• _CONSIGNE 1_
Renvoyez telles quelles, s'il vous plaît, les lignes des entrées comprises entre celle qui contient « of the orange » et la fin des entrées, bornes incluses.

• _EXTRAIT FOURNI_
_ _ _

Tout à l’heure, alors que je contemplais la montagne engloutie par les cumulonimbus teintés du rose crépusculaire, tout en écoutant ton style de Ferré, un trou en forme de cœur s’est formé dans les nuages à l’instant précis où Léo chantait : ton style c’est ton cœur, c’est ton cœur, c’est ton cœur.
Depuis quelques jours, un petit escargot vient dormir contre ma fenêtre tous les soirs, des chats s’approchent pour me présenter leurs trophées de chasse (lézards et souris) avant de les dévorer plus loin, une mue de sauterelle s’est accrochée dans mes cheveux lors d’une sieste sur l’herbe, des milans volent au-dessus de la maison et tournoient tant et si bien que leurs ailes immenses semblent frôler les tuiles sous le soleil éclatant. J’ai voulu donner un morceau de poulet à un chien qui l’a refusé, pensant « s’il ne le mange pas, des oiseaux le feront » pour que l’instant suivant un moineau emporte le butin. Sans parler de ce chevreuil croisé en plein jour au bord d’un chemin de banlieue résidentielle — il a fait quelques pas vers la voiture et son regard a transpercé le pare-brise avant de disparaître dans les fourrages — ; ces canards qui ne s’écartent plus lorsque nous passons à quelques mètres d’eux en moto ; ces grenouilles qui s’agitent par centaines au bord du lac ; la petite éphémère rouge comme le sang qui virevolte au-dessus de l’eau — toute la beauté de sa vie réside dans le fait de n’éclore que pour se reproduire et voir le soleil le temps d’une journée, après trois ans passés sous forme de larve — et ce renard qui gambade dans la prairie, de l’autre côté du ruisseau dans lequel je me baigne pour échapper à la chaleur terrifiante de ce mois de mai – il m’a donné le droit d’observer, de longues minutes durant, son ballet à la frontière de l’onirique. Jamais je n’avais approché le sauvage d’aussi près. Pourtant, je ne l’ai pas cherché ; pas une seconde.

_ _ _

• _ENTRÉES EXTRAITES_
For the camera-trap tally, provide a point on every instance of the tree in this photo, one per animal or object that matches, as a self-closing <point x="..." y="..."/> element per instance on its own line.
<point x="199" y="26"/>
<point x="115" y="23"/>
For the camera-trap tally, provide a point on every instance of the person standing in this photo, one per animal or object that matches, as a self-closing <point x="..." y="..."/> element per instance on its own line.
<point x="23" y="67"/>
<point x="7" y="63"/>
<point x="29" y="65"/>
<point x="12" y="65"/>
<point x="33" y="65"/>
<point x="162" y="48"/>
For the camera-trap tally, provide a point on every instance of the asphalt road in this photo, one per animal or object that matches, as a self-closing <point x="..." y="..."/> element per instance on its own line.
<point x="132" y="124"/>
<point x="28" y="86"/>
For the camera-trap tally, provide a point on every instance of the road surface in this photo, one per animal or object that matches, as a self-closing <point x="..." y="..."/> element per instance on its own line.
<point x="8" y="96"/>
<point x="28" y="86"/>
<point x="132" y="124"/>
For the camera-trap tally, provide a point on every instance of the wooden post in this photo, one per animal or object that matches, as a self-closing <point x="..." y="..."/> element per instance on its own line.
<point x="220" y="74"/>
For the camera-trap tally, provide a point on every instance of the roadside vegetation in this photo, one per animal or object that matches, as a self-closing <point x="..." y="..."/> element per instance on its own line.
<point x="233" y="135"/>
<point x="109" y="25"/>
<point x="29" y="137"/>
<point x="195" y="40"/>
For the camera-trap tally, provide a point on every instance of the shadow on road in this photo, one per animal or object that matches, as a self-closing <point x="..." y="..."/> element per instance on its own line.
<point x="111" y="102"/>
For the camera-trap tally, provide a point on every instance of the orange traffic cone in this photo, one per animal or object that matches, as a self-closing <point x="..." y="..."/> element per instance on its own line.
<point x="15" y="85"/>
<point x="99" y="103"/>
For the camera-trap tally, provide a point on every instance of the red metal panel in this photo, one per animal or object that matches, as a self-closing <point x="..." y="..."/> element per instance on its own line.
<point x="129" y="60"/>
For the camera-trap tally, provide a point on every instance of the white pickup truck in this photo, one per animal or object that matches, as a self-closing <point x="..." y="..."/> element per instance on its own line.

_ _ _

• _CONSIGNE 2_
D'après l'extrait fourni, combien de temps l'éphémère passe-t-elle sous forme de larve ?

• _SOLUTION 1_
For the camera-trap tally, provide a point on every instance of the orange traffic cone in this photo, one per animal or object that matches, as a self-closing <point x="..." y="..."/> element per instance on its own line.
<point x="15" y="85"/>
<point x="99" y="103"/>
For the camera-trap tally, provide a point on every instance of the red metal panel in this photo, one per animal or object that matches, as a self-closing <point x="..." y="..."/> element per instance on its own line.
<point x="129" y="60"/>
For the camera-trap tally, provide a point on every instance of the white pickup truck in this photo, one per animal or object that matches, as a self-closing <point x="..." y="..."/> element per instance on its own line.

• _SOLUTION 2_
Trois ans.